═════ Raw records

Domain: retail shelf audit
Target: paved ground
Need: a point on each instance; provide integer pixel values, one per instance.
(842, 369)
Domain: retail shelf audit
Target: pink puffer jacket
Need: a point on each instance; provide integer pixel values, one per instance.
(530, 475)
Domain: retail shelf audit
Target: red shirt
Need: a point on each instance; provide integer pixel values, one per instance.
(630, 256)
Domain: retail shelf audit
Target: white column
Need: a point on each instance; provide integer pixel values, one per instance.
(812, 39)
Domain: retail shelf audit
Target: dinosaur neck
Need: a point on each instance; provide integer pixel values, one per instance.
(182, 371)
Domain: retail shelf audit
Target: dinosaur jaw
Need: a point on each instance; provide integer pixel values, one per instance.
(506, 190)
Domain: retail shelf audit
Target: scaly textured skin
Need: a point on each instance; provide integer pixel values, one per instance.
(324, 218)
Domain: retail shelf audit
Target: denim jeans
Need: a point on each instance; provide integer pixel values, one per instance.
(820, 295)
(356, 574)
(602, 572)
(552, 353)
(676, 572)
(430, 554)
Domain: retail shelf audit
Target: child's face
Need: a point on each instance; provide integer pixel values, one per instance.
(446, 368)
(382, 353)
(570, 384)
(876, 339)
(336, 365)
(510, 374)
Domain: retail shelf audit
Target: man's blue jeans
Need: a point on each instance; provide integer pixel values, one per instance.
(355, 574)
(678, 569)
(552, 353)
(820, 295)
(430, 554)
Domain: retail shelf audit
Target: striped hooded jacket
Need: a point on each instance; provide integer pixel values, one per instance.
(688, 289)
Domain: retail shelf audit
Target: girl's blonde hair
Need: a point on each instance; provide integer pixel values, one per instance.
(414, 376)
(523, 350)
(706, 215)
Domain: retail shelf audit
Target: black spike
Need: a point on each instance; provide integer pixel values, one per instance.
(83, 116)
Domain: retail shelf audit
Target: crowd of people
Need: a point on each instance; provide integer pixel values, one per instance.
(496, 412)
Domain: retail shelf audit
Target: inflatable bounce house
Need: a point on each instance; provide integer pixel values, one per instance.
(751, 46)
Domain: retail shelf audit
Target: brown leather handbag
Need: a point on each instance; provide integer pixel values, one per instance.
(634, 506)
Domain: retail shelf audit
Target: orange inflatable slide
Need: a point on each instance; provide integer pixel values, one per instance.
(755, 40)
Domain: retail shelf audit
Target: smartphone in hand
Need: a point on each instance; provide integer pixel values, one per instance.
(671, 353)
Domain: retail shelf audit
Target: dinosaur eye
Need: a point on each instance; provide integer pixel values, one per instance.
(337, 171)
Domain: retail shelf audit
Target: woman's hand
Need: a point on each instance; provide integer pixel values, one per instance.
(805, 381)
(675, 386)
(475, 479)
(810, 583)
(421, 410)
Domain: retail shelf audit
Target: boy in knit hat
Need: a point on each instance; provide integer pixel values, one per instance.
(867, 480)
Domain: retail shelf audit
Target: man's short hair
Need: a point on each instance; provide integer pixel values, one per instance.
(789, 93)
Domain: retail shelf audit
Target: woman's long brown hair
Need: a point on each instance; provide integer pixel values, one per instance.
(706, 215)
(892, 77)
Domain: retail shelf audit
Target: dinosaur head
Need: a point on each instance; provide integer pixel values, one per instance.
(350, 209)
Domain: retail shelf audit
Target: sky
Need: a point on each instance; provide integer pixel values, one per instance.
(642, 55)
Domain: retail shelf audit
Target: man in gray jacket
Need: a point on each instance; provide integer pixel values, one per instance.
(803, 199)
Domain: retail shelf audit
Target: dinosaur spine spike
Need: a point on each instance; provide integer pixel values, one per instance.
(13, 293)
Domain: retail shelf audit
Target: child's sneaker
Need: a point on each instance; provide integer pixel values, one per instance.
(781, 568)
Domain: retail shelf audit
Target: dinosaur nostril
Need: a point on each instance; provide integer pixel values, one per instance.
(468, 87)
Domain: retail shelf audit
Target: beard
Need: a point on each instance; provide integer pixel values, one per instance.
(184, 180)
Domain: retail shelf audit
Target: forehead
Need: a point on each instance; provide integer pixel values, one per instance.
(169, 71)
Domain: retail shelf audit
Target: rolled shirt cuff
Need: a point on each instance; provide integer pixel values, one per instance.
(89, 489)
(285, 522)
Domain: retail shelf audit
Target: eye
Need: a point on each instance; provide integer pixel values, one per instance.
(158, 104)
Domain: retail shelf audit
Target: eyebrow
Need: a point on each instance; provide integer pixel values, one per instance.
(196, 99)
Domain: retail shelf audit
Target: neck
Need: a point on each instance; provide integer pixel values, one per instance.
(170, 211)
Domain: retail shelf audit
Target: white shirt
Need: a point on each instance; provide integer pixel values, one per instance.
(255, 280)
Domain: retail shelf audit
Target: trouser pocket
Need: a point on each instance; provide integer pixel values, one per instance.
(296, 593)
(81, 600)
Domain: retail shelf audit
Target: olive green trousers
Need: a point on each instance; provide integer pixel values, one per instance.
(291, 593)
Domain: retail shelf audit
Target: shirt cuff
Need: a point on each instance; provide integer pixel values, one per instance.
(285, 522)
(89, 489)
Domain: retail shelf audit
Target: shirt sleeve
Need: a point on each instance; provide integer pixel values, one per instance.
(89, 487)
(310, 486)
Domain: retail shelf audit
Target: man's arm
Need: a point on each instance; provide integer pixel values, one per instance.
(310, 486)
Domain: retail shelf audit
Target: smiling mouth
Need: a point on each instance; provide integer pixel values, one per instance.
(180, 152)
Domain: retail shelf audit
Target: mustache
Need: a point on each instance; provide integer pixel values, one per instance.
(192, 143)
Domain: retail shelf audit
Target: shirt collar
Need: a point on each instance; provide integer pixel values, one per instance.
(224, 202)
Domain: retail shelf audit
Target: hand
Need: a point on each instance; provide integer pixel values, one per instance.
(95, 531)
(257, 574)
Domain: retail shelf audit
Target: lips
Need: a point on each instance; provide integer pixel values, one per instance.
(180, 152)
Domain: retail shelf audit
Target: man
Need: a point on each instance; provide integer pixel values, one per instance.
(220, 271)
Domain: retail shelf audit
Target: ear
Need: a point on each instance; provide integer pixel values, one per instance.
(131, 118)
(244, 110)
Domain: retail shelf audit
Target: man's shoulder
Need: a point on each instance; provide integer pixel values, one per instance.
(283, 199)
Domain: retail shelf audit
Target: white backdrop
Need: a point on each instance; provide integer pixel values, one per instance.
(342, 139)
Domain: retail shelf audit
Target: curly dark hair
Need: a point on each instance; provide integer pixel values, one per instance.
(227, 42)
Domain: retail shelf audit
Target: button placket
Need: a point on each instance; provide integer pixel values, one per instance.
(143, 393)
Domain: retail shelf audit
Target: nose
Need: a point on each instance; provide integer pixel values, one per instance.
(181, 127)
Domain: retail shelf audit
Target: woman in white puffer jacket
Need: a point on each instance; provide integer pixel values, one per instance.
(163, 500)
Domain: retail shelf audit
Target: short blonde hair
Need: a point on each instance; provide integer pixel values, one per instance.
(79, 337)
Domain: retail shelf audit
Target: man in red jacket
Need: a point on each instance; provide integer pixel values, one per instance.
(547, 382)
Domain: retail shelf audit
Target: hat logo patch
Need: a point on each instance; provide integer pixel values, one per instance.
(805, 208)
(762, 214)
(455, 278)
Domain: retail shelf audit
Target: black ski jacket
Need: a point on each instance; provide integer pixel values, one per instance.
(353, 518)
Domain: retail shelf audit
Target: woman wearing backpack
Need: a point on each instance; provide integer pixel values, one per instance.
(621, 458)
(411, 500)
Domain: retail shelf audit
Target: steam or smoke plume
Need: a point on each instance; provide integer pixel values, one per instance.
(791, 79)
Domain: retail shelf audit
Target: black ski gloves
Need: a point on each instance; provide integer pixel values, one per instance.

══════════

▸ Written instruction
Above are the records; retype them all without a single difference.

▸ Complete response
Domain: retail shelf audit
Target: paved ground
Need: a point on each instance; provide integer pixel values, one per instance.
(842, 369)
Domain: retail shelf audit
Target: pink puffer jacket
Need: a point on each instance; provide integer pixel values, one per instance.
(530, 475)
Domain: retail shelf audit
Target: red shirt
Need: a point on each instance; provide integer pixel values, one per instance.
(630, 256)
Domain: retail shelf audit
Target: white column
Need: a point on each instance; provide integer pixel values, one per instance.
(812, 39)
Domain: retail shelf audit
Target: dinosaur neck
Need: a point on each instance; provide integer pixel values, one per instance.
(182, 371)
Domain: retail shelf audit
Target: dinosaur jaw
Need: a point on each instance; provide integer pixel values, one per instance.
(506, 190)
Domain: retail shelf audit
Target: scaly textured skin
Need: a point on each instance; provide integer pixel values, one per instance.
(324, 218)
Domain: retail shelf audit
Target: denim jeans
Need: a point on each instance; provide integer pixel values, one per instance.
(820, 295)
(356, 574)
(602, 572)
(552, 353)
(676, 572)
(430, 554)
Domain: retail shelf audit
Target: child's face
Need: a point on each instance; provide integer pixel values, one per instance.
(446, 368)
(382, 353)
(570, 384)
(876, 339)
(336, 365)
(510, 374)
Domain: retail shelf audit
Target: man's blue jeans
Need: a point on each instance; provide integer pixel values, one per instance.
(355, 574)
(678, 569)
(552, 353)
(820, 295)
(430, 554)
Domain: retail shelf audit
Target: striped hooded jacket
Need: a point on each instance; provide integer pixel values, one per instance.
(688, 289)
Domain: retail shelf audit
Target: girl's blonde hair
Need: a point on each instance; provide integer pixel values, one per instance.
(414, 376)
(523, 350)
(706, 215)
Domain: retail shelf audit
Target: black spike
Need: a point on each instance; provide integer pixel values, one per instance.
(83, 116)
Domain: retail shelf audit
Target: crowd of people
Need: a point on each instance; provide integer pixel values, one per instance.
(496, 412)
Domain: retail shelf audit
Target: inflatable bounce house
Need: a point on each instance; provide integer pixel values, one per instance.
(751, 46)
Domain: retail shelf audit
Target: brown leather handbag
Need: a point on each instance; provide integer pixel values, one per instance.
(634, 506)
Domain: retail shelf audit
Target: orange inflatable slide
Need: a point on each instance; provide integer pixel values, one per instance.
(755, 40)
Domain: retail shelf audit
Target: smartphone in hand
Need: a point on each instance; provide integer pixel values, one per instance.
(671, 353)
Domain: retail shelf audit
Target: dinosaur eye
Need: a point on each instance; provide integer pixel values, one per instance.
(337, 171)
Domain: retail shelf audit
Target: woman's hand
Need: a point on each instance; provide integer pixel values, one per instance.
(805, 381)
(675, 386)
(475, 479)
(810, 583)
(421, 410)
Domain: retail shelf audit
Target: boy in knit hat
Need: a point on each instance; provide integer pixel values, one per instance.
(867, 480)
Domain: retail shelf audit
Target: man's short hair
Need: a point on each instance; provide integer pixel values, one per instance.
(789, 93)
Domain: retail shelf audit
Target: woman's long brown hair
Need: a point on each instance; provide integer pixel values, one per instance.
(706, 215)
(892, 77)
Domain: retail shelf audit
Target: dinosaur head
Need: a point on each instance; provide integer pixel values, one per instance.
(350, 209)
Domain: retail shelf audit
Target: sky
Need: a point on each instance; provide integer pixel values, one per instance.
(642, 55)
Domain: retail shelf audit
Target: man in gray jacket
Need: a point on each instance; provide integer pixel values, one per instance.
(803, 199)
Domain: retail shelf audit
Target: dinosaur spine spike
Need: a point on each instance; provide integer pixel values, one per instance.
(13, 293)
Domain: retail shelf audit
Target: child's sneaker
Need: a point on each instance; provide integer pixel values, one per instance.
(781, 568)
Domain: retail shelf audit
Target: dinosaur nostril
Need: a point on each instance; provide integer pixel values, one per instance.
(468, 87)
Domain: retail shelf audit
Target: beard
Need: a point on each instance; provide integer pixel values, one per instance.
(184, 180)
Domain: retail shelf audit
Target: forehead
Need: a point on each instance; provide integer pixel values, one per instance.
(169, 71)
Domain: retail shelf audit
Target: rolled shirt cuff
Need: a point on each instance; provide integer pixel values, one per instance.
(89, 489)
(285, 522)
Domain: retail shelf audit
Target: eye
Need: a point on each instance; provide integer pixel values, one per instance.
(158, 104)
Domain: retail shelf audit
Target: eyebrow
Need: a point on each instance; provide integer pixel values, one per instance.
(196, 99)
Domain: retail shelf audit
Target: neck
Need: a point on each instance; provide integer pixel values, one per instance.
(170, 211)
Domain: retail shelf audit
Target: white shirt
Need: a point on each instance; provide integer pixel values, one per instance.
(255, 280)
Domain: retail shelf audit
Target: trouser pocket
Need: a point on each instance; provide integer pixel values, one per instance.
(296, 593)
(81, 600)
Domain: retail shelf audit
Target: olive green trousers
Need: a point on each instance; provide integer pixel values, one per instance.
(291, 593)
Domain: retail shelf audit
Target: shirt cuff
Need: a point on each instance; provide integer pixel values, one per instance.
(285, 522)
(89, 489)
Domain: retail shelf audit
Target: shirt sleeve
Need: a point on each instance; provide integer pixel values, one per instance.
(89, 487)
(310, 486)
Domain: retail shelf audit
Target: man's arm
Need: a point on each instance; provide integer pixel values, one per instance.
(310, 486)
Domain: retail shelf audit
Target: smiling mouth
Need: a point on each instance; provide integer pixel values, one per instance.
(180, 152)
Domain: retail shelf audit
Target: mustache
Need: a point on each instance; provide integer pixel values, one per instance.
(192, 143)
Domain: retail shelf audit
Target: shirt collar
Need: a point on each instance; provide integer pixel values, one per instance.
(224, 202)
Domain: retail shelf audit
Target: hand
Need: a point on each instance; provide integer pixel values, one per instance.
(95, 531)
(257, 574)
Domain: retail shelf audit
Target: lips
Need: a point on each instance; provide integer pixel values, one per instance.
(180, 152)
Domain: retail shelf audit
Target: man
Need: a point on each instance; provide integer pixel values, one per instance.
(220, 271)
Domain: retail shelf audit
Target: ear
Need: a point on each instance; provide integer pixel values, one per instance.
(131, 118)
(244, 110)
Domain: retail shelf audit
Target: man's shoulder
Need: a point on each instance; provide integer pixel values, one per instance.
(283, 199)
Domain: retail shelf audit
Target: white backdrop
Need: a point on each instance; provide integer pixel values, one per instance.
(342, 139)
Domain: retail shelf audit
Target: curly dark hair
Need: a point on each instance; provide integer pixel values, one per instance.
(227, 42)
Domain: retail shelf audit
Target: button placket
Need: a point on each instance; provide integer pixel values, one per instance.
(143, 393)
Domain: retail shelf audit
Target: nose
Need: a point on each instance; provide integer pixel values, one per instance.
(181, 127)
Domain: retail shelf audit
Target: woman in white puffer jacket
Need: a point on each instance; provide integer pixel values, one per instance.
(163, 500)
Domain: retail shelf audit
Target: short blonde hair
Need: a point on each instance; provide integer pixel values, one per instance.
(79, 337)
Domain: retail shelf audit
Target: man in red jacket
Need: a point on each instance; provide integer pixel values, one per instance.
(547, 382)
Domain: retail shelf audit
Target: hat logo patch
Need: a point on each instance; provide integer pixel values, one per instance.
(805, 208)
(762, 214)
(455, 278)
Domain: retail shelf audit
Target: black ski jacket
Need: a point on each instance; provide integer pixel values, one per instance.
(353, 518)
Domain: retail shelf audit
Target: woman wearing backpack
Need: a point on each instance; provide integer pixel values, one per instance.
(621, 458)
(411, 500)
Domain: retail shelf audit
Target: steam or smoke plume
Need: a point on each instance; provide integer pixel values, one per instance.
(791, 79)
Domain: retail shelf audit
Target: black ski gloves
Need: a point on each instance; provide integer pixel values, one per instance.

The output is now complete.